- **Selected excerpt**
◇ ◇ ◇ ◇
The trick would be to make the bugs interesting: weird or hard, preferably both.
After reading an issue like that I would be very hard pressed to motivate myself to contribute anything.
Given that no one stepped up to do it yet and random users chimed in with aggressive and/or unhelpful noise, locking the issue was adequate.
I find it concerning how much abuse GNOME devs get, and I can completely understand that they respond like this.
It’s a little strange because for Reddit’s r/legaladvice it’s the opposite. Follow up posts can rank much more highly than the original.
Reddit on the other hand is passive entertainment, users are more interested in a novel problem that someone else dealt with.
But an update? That means there's actual feedback and conclusions! Something that's desperately lacking on that particular board.
It's not about reddit as a whole.
The only bugs that HN will want to solve, will be the ones that should be solved by the community.
Fun to see the problem and the solution. Thanks Ned and thanks HN.
Source: have seen nedbat@ in action.
Seriously though, we can't know every single third-party package under the sun. But this one is more important than the average.
He had a compound conditional without enough parentheses in it, and one of the possible outcomes resulted in fd=1, which is stdin on many operating systems. My general advice now is to assume a 5th grade reading level for math (which consists of +-x/), and use parentheses for everything else. Especially if you think yourself to be clever (narrator: he did).
if(PORTA & 3 != 0)
looks like it should be true if either of the low two bits is set. But actually, it only fires if the low bit is set because this resolves to PORTA & (3 != 0), which is PORTA & 1.
Some C compilers will warn you about this. Embedded C compilers are not usually the sort of compilers that are nice enough to have these warnings.
◇ ◇ ◇ ◇
- **What the task requires**
In the forum thread, which symbols does the commenter say make up math at a fifth grade reading level? List each one.

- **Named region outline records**
◇ ◇ ◇ ◇
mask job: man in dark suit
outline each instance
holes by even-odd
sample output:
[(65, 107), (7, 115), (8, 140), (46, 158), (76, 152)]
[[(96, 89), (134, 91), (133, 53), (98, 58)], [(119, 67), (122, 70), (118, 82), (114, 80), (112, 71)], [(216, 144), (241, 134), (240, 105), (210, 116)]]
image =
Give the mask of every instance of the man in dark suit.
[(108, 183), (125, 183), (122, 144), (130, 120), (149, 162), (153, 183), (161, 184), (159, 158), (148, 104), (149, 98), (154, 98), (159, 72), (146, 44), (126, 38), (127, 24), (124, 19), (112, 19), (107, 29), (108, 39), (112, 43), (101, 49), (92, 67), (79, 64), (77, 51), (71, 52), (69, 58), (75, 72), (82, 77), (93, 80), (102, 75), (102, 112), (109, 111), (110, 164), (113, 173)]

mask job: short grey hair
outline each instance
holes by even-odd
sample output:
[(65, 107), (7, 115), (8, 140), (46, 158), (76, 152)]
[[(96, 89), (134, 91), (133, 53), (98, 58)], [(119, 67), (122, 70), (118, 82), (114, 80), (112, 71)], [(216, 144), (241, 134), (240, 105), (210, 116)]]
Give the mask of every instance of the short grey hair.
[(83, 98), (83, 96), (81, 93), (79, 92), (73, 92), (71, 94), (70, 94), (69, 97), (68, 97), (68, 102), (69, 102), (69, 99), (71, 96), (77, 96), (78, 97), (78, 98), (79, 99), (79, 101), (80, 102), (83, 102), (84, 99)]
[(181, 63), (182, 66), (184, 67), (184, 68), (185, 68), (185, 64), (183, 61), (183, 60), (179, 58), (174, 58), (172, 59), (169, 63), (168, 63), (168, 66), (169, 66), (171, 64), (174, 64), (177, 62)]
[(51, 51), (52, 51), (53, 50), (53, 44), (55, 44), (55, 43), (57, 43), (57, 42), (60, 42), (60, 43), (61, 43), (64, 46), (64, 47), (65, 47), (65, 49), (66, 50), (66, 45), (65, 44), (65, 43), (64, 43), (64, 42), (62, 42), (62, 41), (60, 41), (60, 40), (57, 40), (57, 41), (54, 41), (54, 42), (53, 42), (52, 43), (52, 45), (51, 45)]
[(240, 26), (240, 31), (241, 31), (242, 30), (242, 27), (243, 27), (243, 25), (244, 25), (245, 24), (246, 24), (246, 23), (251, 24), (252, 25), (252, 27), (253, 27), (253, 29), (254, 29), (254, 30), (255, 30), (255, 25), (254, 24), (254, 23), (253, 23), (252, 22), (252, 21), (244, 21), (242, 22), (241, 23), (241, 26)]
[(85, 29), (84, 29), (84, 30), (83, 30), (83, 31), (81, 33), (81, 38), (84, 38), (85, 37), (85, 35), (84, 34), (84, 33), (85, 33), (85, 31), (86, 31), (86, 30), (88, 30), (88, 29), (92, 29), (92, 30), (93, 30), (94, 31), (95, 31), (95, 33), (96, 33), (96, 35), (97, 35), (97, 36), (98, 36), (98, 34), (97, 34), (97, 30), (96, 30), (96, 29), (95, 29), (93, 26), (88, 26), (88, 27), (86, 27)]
◇ ◇ ◇ ◇
- **Solution below**
+
-
x
/